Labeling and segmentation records
+---+
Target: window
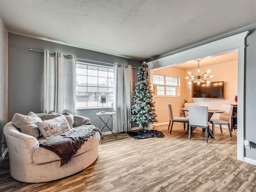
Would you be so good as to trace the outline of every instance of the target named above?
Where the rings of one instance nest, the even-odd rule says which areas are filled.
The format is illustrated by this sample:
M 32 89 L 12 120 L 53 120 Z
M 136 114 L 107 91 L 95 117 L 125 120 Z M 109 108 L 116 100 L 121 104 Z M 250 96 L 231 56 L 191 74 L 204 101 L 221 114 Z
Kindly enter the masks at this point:
M 105 95 L 104 106 L 114 102 L 114 68 L 77 62 L 76 72 L 76 107 L 102 107 L 100 95 Z
M 180 78 L 153 75 L 154 95 L 180 96 Z

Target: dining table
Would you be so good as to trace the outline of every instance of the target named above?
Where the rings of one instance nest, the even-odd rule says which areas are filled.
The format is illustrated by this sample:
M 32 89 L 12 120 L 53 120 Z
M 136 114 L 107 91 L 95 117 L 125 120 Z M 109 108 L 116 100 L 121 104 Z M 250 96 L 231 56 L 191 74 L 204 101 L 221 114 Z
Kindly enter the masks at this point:
M 180 108 L 180 110 L 184 111 L 188 111 L 188 109 L 185 109 L 185 108 Z M 210 121 L 210 120 L 214 113 L 224 113 L 224 112 L 225 112 L 225 111 L 224 111 L 223 110 L 220 110 L 220 109 L 208 109 L 208 121 Z M 189 126 L 188 125 L 188 128 Z M 188 130 L 185 134 L 188 135 Z M 209 136 L 212 139 L 215 139 L 214 136 L 212 133 L 212 130 L 210 128 L 209 128 Z

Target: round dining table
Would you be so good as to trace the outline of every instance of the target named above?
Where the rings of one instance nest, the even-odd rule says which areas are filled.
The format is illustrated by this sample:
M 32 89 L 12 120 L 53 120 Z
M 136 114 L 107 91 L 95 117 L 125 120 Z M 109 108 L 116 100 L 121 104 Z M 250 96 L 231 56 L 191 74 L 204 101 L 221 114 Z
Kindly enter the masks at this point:
M 185 108 L 180 108 L 180 110 L 183 111 L 188 111 L 188 109 L 185 109 Z M 208 121 L 210 121 L 210 120 L 214 113 L 224 113 L 224 112 L 225 112 L 225 111 L 224 111 L 223 110 L 220 110 L 220 109 L 208 109 Z M 212 139 L 215 139 L 214 137 L 212 134 L 212 130 L 209 128 L 209 136 Z M 186 132 L 185 134 L 188 134 L 188 130 Z

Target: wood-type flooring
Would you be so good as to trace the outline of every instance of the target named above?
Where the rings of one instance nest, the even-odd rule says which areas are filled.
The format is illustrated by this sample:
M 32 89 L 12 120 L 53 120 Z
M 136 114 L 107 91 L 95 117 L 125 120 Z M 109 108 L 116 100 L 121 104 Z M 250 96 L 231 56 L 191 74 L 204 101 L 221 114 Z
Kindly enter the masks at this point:
M 202 129 L 191 139 L 183 124 L 156 126 L 163 138 L 135 140 L 126 133 L 105 136 L 97 159 L 74 175 L 52 182 L 20 182 L 10 174 L 7 156 L 0 165 L 0 192 L 254 192 L 256 166 L 236 159 L 237 132 L 205 140 Z

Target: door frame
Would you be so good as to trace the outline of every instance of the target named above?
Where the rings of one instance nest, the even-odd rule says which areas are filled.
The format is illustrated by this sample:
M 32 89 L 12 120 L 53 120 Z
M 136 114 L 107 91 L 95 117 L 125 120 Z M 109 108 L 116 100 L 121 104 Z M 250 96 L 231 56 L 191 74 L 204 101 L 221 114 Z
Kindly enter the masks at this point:
M 150 78 L 152 77 L 153 70 L 159 69 L 174 66 L 180 63 L 204 58 L 212 55 L 221 55 L 237 50 L 238 60 L 238 98 L 237 112 L 237 159 L 244 161 L 245 151 L 244 140 L 245 139 L 245 122 L 244 111 L 245 64 L 244 54 L 245 38 L 249 33 L 246 31 L 236 35 L 224 38 L 194 48 L 166 56 L 147 62 L 150 72 Z

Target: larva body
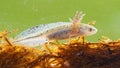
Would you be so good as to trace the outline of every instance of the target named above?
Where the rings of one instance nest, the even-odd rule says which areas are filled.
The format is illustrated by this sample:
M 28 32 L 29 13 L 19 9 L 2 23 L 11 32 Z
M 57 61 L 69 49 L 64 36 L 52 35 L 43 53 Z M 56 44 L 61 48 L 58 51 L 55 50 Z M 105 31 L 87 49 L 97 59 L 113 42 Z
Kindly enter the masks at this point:
M 95 34 L 97 32 L 95 27 L 81 23 L 83 16 L 82 13 L 78 13 L 72 22 L 56 22 L 34 26 L 20 33 L 14 42 L 27 46 L 38 46 L 54 39 L 62 40 Z

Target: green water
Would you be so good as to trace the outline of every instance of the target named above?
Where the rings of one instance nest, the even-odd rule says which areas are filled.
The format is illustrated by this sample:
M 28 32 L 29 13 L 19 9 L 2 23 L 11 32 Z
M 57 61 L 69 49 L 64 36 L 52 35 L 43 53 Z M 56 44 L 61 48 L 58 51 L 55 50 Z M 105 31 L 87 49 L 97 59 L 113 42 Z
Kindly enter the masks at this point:
M 83 11 L 83 22 L 96 20 L 98 33 L 88 37 L 95 41 L 101 36 L 120 38 L 120 0 L 0 0 L 0 31 L 21 31 L 38 24 L 69 21 L 76 11 Z

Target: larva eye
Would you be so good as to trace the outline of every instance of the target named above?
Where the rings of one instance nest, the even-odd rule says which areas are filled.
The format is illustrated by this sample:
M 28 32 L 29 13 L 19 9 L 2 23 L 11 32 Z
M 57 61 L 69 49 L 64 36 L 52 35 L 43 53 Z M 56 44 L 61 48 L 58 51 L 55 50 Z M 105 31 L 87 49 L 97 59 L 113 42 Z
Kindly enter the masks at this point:
M 93 29 L 92 28 L 89 28 L 89 31 L 91 32 Z

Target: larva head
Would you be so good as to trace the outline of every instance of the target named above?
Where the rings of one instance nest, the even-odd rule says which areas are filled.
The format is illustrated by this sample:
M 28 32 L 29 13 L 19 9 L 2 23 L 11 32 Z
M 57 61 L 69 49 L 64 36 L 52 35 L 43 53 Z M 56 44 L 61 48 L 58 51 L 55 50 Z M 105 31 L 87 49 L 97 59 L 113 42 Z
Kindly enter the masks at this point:
M 82 24 L 80 26 L 80 33 L 82 33 L 83 36 L 90 36 L 97 33 L 97 29 L 92 25 Z

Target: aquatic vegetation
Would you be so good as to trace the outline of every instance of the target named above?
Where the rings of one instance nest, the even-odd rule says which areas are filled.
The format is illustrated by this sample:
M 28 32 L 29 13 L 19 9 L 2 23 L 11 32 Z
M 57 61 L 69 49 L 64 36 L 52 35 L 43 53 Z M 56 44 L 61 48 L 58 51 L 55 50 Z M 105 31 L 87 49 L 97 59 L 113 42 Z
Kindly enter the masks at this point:
M 5 40 L 4 40 L 5 41 Z M 70 43 L 50 43 L 44 50 L 4 42 L 0 44 L 1 68 L 118 68 L 120 40 L 104 37 L 101 41 L 87 42 L 82 38 Z

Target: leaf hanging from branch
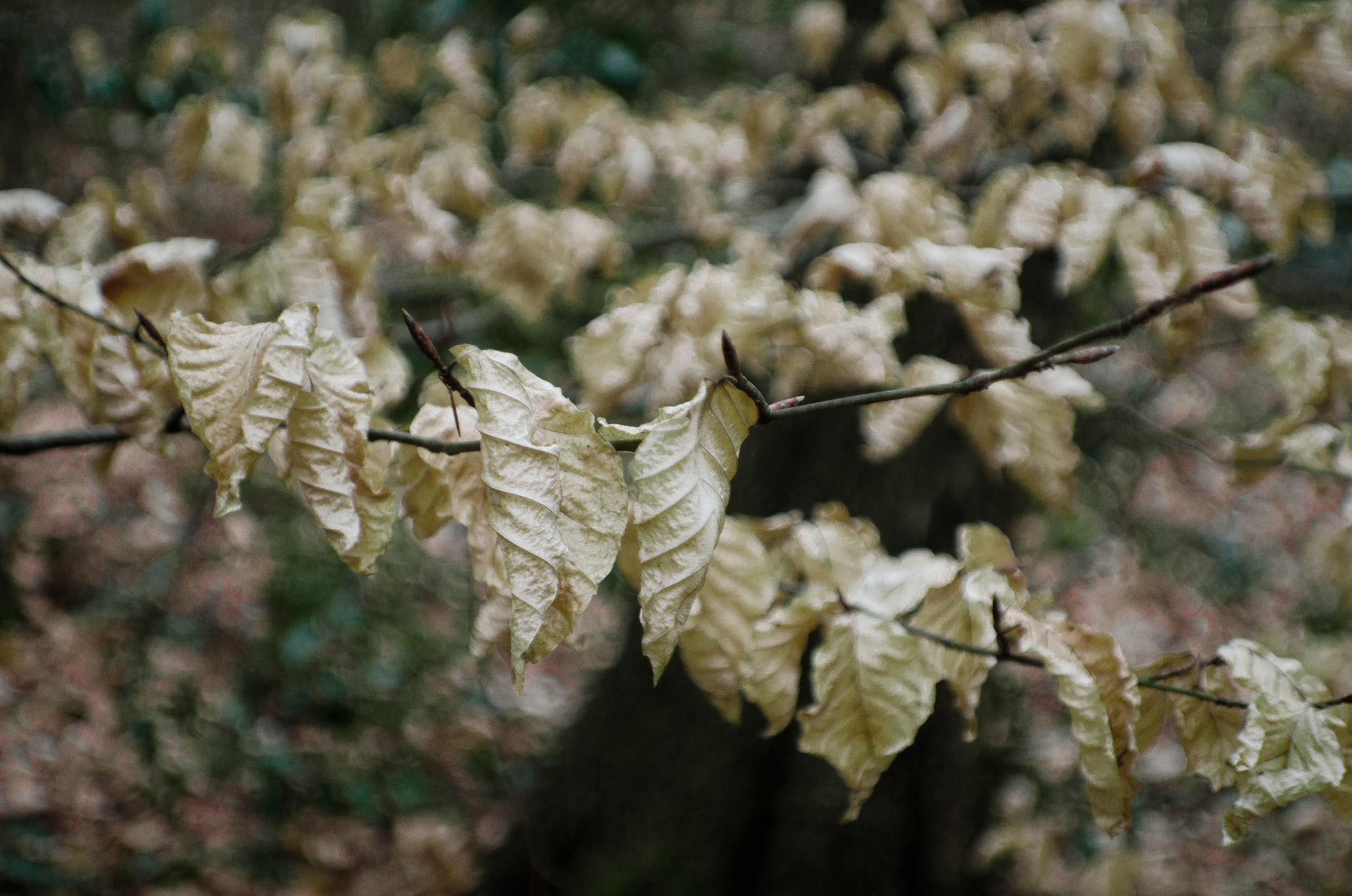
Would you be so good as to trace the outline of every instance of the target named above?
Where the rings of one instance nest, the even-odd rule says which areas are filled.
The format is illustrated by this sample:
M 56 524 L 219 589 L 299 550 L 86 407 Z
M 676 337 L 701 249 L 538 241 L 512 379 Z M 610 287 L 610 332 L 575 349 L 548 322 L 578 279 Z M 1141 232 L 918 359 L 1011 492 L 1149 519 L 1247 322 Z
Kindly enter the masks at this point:
M 661 410 L 629 466 L 638 498 L 634 525 L 644 654 L 653 663 L 654 681 L 667 669 L 704 583 L 723 529 L 737 453 L 756 418 L 756 403 L 745 393 L 727 380 L 706 380 L 688 402 Z

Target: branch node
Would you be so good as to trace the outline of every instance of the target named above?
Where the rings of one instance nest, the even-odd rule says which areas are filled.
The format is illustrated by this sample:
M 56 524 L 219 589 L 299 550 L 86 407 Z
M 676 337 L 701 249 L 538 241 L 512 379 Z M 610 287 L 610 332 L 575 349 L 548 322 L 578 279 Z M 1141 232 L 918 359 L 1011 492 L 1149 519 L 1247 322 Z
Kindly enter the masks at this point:
M 141 309 L 132 309 L 137 313 L 137 332 L 145 330 L 146 336 L 153 338 L 155 344 L 164 349 L 165 355 L 169 353 L 169 344 L 165 337 L 160 336 L 160 330 L 155 328 L 155 322 L 151 321 Z M 139 340 L 138 340 L 139 341 Z
M 468 388 L 465 388 L 465 386 L 458 379 L 456 379 L 456 375 L 452 372 L 450 367 L 448 367 L 446 363 L 441 360 L 441 352 L 438 352 L 437 346 L 431 344 L 431 338 L 427 336 L 427 333 L 420 326 L 418 326 L 418 321 L 414 319 L 414 315 L 404 309 L 400 309 L 400 313 L 404 315 L 404 326 L 408 328 L 408 334 L 414 337 L 414 345 L 416 345 L 418 351 L 423 353 L 423 357 L 431 361 L 433 367 L 437 368 L 437 378 L 441 379 L 442 384 L 446 387 L 446 391 L 450 393 L 450 414 L 452 417 L 456 418 L 456 434 L 458 436 L 460 411 L 456 410 L 456 395 L 460 395 L 462 399 L 465 399 L 465 403 L 469 405 L 470 407 L 475 406 L 475 397 L 470 394 Z
M 756 383 L 746 379 L 746 374 L 742 372 L 742 360 L 737 357 L 737 346 L 733 345 L 733 337 L 727 334 L 727 330 L 723 330 L 723 364 L 727 367 L 727 378 L 733 384 L 756 402 L 756 422 L 768 424 L 769 405 L 761 391 L 756 388 Z

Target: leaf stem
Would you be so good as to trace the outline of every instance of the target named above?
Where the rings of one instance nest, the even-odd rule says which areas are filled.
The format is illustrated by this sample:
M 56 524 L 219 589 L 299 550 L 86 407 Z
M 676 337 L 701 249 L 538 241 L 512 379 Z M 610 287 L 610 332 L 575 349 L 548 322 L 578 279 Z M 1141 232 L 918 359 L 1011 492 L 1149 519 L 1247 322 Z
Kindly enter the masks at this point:
M 813 414 L 822 410 L 833 410 L 836 407 L 863 407 L 864 405 L 877 405 L 880 402 L 892 402 L 902 398 L 919 398 L 921 395 L 969 395 L 972 393 L 979 393 L 982 390 L 990 388 L 995 383 L 1007 379 L 1019 379 L 1028 376 L 1029 374 L 1036 374 L 1038 371 L 1051 369 L 1052 367 L 1060 367 L 1063 364 L 1092 364 L 1094 361 L 1102 360 L 1110 356 L 1113 352 L 1102 351 L 1111 346 L 1095 346 L 1101 351 L 1098 352 L 1082 352 L 1090 342 L 1098 342 L 1099 340 L 1113 338 L 1118 336 L 1126 336 L 1132 330 L 1153 321 L 1155 318 L 1172 311 L 1180 305 L 1187 305 L 1194 302 L 1207 292 L 1214 292 L 1215 290 L 1224 290 L 1228 286 L 1234 286 L 1241 280 L 1248 280 L 1263 271 L 1267 271 L 1274 264 L 1276 264 L 1276 256 L 1271 252 L 1261 254 L 1256 259 L 1248 261 L 1241 261 L 1240 264 L 1230 265 L 1217 271 L 1210 276 L 1205 276 L 1192 286 L 1188 286 L 1172 295 L 1167 295 L 1163 299 L 1156 299 L 1149 305 L 1145 305 L 1132 314 L 1122 317 L 1117 321 L 1103 323 L 1102 326 L 1095 326 L 1092 329 L 1084 330 L 1076 336 L 1061 340 L 1051 348 L 1045 348 L 1036 355 L 1029 355 L 1021 361 L 1014 361 L 1007 367 L 1000 367 L 991 371 L 980 371 L 979 374 L 972 374 L 967 379 L 960 379 L 952 383 L 938 383 L 934 386 L 913 386 L 910 388 L 887 388 L 876 393 L 860 393 L 857 395 L 842 395 L 841 398 L 827 398 L 826 401 L 808 402 L 804 405 L 798 405 L 795 407 L 781 407 L 772 409 L 768 414 L 771 421 L 786 420 L 788 417 L 802 417 L 803 414 Z M 1113 351 L 1117 351 L 1115 348 Z
M 141 329 L 142 328 L 141 328 L 139 323 L 138 323 L 138 326 L 137 326 L 135 330 L 128 330 L 127 328 L 122 326 L 120 323 L 115 323 L 114 321 L 110 321 L 105 317 L 100 317 L 99 314 L 95 314 L 93 311 L 85 311 L 82 307 L 80 307 L 74 302 L 68 302 L 66 299 L 62 299 L 59 295 L 57 295 L 55 292 L 47 290 L 46 287 L 42 287 L 42 286 L 38 286 L 37 283 L 34 283 L 3 252 L 0 252 L 0 265 L 4 265 L 7 268 L 9 268 L 9 272 L 14 276 L 19 277 L 19 283 L 24 284 L 26 287 L 28 287 L 30 290 L 32 290 L 34 292 L 37 292 L 42 298 L 45 298 L 49 302 L 51 302 L 53 305 L 55 305 L 58 307 L 62 307 L 66 311 L 74 311 L 76 314 L 80 314 L 81 317 L 87 317 L 91 321 L 93 321 L 95 323 L 103 323 L 110 330 L 115 330 L 118 333 L 122 333 L 123 336 L 126 336 L 132 342 L 139 342 L 141 345 L 145 345 L 147 349 L 150 349 L 151 352 L 154 352 L 160 357 L 168 357 L 168 353 L 162 348 L 160 348 L 158 345 L 155 345 L 153 341 L 145 338 L 143 336 L 141 336 Z M 137 317 L 139 318 L 141 314 L 138 313 Z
+---+
**GOAL**
Which lines of the listing above contain the word "table"? Pick out each of them and copy it in full.

**WRITTEN SOLUTION**
Target: dining table
Target: round dining table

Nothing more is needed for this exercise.